EXERCISE TASK
Take the line that contains "of the tree?" as the first and the last line of the material as the final one; set down exactly the lines in that span.

DATA
==*==
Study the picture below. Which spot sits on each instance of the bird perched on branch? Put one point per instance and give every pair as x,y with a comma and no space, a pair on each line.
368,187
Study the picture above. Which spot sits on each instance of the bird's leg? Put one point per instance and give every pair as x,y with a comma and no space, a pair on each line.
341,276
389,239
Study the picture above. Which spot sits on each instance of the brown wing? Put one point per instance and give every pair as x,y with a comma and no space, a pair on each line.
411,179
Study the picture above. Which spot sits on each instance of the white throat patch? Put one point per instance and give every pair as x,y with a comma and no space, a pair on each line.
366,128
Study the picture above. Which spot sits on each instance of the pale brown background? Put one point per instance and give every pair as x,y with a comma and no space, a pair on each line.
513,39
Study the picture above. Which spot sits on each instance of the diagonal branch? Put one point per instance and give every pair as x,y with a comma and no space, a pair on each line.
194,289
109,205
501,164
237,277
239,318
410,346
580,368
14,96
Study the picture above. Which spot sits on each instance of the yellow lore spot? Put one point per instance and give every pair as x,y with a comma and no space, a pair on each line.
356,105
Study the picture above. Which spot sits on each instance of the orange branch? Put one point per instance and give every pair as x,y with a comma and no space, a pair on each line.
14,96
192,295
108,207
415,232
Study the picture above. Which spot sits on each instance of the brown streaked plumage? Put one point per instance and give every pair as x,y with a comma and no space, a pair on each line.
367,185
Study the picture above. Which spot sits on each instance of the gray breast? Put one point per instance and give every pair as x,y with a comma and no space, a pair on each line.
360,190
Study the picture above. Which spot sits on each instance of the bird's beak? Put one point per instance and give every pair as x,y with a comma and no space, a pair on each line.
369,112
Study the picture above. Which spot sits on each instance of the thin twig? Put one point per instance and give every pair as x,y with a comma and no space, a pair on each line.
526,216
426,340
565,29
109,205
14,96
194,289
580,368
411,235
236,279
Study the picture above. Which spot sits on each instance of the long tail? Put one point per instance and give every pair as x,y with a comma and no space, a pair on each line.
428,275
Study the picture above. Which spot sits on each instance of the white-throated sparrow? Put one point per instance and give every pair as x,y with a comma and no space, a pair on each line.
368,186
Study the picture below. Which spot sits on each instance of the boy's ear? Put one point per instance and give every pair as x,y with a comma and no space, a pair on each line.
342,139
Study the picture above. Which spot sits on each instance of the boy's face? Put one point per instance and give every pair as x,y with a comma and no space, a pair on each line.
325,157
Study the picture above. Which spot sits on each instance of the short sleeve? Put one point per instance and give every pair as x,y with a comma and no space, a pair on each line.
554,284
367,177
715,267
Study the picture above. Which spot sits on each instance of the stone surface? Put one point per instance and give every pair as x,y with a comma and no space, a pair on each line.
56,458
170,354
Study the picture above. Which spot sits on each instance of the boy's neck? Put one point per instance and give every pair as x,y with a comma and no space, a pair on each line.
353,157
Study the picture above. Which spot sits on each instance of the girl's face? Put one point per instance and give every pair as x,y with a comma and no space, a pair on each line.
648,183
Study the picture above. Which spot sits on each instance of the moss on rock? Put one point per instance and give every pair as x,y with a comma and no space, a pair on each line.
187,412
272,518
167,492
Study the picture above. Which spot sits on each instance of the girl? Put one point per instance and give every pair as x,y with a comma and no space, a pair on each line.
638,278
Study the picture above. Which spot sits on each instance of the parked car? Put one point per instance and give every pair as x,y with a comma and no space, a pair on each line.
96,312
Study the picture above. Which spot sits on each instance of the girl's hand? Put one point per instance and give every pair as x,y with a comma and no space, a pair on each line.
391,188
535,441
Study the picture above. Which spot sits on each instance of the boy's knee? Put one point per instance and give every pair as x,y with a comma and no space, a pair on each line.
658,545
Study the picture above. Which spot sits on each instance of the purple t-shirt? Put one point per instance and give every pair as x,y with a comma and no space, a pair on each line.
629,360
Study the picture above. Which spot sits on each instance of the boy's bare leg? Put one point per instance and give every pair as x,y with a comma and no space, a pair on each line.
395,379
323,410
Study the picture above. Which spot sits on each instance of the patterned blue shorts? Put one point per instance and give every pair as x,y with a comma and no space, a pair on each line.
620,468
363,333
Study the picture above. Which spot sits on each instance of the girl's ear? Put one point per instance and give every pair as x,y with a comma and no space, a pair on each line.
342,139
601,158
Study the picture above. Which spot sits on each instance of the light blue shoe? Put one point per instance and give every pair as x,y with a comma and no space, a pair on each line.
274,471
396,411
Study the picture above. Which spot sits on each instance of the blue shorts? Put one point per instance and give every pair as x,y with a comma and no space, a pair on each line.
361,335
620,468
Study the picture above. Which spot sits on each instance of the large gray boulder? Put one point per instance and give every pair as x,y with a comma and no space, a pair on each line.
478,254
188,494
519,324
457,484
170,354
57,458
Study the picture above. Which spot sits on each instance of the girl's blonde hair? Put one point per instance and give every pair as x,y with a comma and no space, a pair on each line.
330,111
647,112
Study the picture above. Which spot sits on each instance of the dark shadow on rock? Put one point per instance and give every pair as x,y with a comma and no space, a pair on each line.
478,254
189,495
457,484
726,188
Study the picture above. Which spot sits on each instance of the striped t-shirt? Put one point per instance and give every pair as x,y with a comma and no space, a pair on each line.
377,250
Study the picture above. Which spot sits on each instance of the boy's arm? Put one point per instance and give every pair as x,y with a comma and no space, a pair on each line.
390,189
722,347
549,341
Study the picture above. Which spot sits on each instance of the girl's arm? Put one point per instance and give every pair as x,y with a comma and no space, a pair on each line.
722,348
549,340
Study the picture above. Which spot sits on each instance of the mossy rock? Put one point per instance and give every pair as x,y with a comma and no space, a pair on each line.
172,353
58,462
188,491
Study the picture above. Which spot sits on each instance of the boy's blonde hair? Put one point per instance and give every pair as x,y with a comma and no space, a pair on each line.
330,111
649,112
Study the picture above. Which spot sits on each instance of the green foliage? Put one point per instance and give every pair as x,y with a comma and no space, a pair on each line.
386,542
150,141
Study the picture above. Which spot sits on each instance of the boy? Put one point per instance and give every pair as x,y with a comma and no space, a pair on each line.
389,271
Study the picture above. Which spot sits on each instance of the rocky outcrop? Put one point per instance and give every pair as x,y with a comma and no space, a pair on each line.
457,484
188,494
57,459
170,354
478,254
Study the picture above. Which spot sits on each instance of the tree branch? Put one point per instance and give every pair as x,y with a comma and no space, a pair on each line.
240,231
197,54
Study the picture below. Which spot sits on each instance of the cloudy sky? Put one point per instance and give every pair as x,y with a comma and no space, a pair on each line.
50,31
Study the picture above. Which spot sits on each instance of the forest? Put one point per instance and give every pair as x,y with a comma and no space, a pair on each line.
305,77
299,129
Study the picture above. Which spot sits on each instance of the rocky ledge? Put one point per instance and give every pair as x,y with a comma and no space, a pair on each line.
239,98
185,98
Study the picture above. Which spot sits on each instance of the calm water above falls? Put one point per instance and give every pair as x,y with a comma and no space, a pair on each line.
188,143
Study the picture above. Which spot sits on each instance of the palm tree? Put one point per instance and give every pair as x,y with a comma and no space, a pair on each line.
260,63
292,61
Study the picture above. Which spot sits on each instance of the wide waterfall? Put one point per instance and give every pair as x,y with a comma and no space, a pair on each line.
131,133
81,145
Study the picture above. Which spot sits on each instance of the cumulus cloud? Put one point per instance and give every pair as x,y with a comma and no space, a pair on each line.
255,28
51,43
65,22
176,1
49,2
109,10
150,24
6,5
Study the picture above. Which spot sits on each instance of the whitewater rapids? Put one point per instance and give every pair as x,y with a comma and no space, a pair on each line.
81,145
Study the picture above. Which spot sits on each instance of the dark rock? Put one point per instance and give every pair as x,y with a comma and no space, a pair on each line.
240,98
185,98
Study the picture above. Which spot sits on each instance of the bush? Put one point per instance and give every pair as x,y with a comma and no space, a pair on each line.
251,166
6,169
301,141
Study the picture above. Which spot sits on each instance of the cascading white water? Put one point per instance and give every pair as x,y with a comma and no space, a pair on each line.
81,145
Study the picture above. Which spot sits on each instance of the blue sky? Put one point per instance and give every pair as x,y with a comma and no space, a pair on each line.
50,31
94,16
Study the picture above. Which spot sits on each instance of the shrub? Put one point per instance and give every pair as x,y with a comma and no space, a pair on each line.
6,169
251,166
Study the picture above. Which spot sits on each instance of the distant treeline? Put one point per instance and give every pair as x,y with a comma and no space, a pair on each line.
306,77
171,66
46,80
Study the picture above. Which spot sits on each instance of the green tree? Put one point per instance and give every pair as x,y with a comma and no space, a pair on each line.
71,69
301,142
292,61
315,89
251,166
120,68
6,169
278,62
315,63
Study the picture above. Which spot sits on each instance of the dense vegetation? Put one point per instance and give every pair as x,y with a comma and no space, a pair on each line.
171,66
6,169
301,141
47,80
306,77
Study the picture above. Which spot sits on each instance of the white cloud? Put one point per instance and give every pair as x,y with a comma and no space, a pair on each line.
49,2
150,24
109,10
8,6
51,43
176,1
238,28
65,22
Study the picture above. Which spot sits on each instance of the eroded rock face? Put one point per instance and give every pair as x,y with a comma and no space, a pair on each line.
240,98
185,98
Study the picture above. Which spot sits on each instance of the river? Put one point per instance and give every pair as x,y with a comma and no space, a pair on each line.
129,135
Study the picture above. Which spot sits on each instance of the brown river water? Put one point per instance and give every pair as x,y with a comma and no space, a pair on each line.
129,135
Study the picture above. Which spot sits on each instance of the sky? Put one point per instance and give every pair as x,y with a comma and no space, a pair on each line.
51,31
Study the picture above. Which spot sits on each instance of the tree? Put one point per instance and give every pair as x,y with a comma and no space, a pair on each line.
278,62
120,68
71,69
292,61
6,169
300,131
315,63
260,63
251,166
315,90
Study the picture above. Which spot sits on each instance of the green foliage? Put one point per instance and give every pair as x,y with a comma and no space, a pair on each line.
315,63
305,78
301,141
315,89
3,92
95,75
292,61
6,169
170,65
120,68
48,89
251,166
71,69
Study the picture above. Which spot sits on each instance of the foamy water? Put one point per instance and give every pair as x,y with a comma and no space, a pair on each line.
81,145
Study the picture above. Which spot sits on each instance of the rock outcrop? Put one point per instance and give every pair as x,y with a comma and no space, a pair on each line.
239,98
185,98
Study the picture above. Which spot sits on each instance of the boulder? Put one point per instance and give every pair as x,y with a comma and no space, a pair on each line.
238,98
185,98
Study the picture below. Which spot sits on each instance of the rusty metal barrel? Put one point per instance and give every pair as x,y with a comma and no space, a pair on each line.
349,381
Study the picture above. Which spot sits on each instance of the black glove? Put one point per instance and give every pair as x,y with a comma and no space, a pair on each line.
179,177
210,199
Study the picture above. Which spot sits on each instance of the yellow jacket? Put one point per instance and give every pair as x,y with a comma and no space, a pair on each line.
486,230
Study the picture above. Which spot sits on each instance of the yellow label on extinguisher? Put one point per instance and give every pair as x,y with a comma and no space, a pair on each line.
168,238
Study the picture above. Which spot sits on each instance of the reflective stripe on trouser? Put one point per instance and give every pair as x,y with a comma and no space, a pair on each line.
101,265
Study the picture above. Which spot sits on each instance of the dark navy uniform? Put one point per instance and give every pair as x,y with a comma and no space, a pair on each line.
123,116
==*==
RESULT BELOW
Study the picture above. Which spot sits on each instance of the tree? Put one point per instance and give every pair as x,y with a comma and no space, a pair on each line.
278,62
120,68
71,69
292,61
6,169
300,131
315,63
260,63
251,166
315,90
Study the picture above. Which spot sits on each instance of the green foliage? Put one point per instance and give every pair as x,y with a comma and no space, a pair on each line.
315,63
305,78
301,141
315,89
3,92
95,75
292,61
6,169
170,65
120,68
48,89
251,166
71,69
Study the picture above. Which spot sits on each instance of the foamy water? Put one point per instance and give every pair as x,y with a comma and no space, a pair on each line.
81,145
Study the picture above. Which spot sits on each instance of the rock outcrop? Put one point per instance and give every pair as x,y with a comma and no space, a pair on each line.
239,98
185,98
Study the picture above. Which spot sits on each instance of the boulder? Put one point per instance and give every pair as x,y with a comma and no space, a pair on each line.
238,98
185,98
Study the picture below. Which spot sits on each instance of the rusty metal barrel? Put one point per instance and give every pair as x,y with a comma and no space, a pair on each line.
349,381
Study the picture above. Which spot sits on each instance of the black glove? Put one point per instance and give every pair as x,y with a comma and no space, a pair on each line.
179,177
210,199
Study the picture above. Which spot sits on each instance of the yellow jacket? Put one point per instance and give every pair as x,y with a comma and no space, a pair on each line.
486,230
Study the picture above. Which spot sits on each instance of the yellow label on extinguisher? Put one point per instance and give every pair as x,y with a comma and no space, a pair on each line.
168,238
Study the picture above. Which spot sits on each instance of the reflective stripe on trouser? Put one point per instance and give every pair as x,y with a comma and no space, a pair on each line.
101,265
Study the picture above. Which spot sits on each instance of the dark navy uniform? Put one point per instance and give every pair as x,y with a comma and no space, a pair on each line.
123,116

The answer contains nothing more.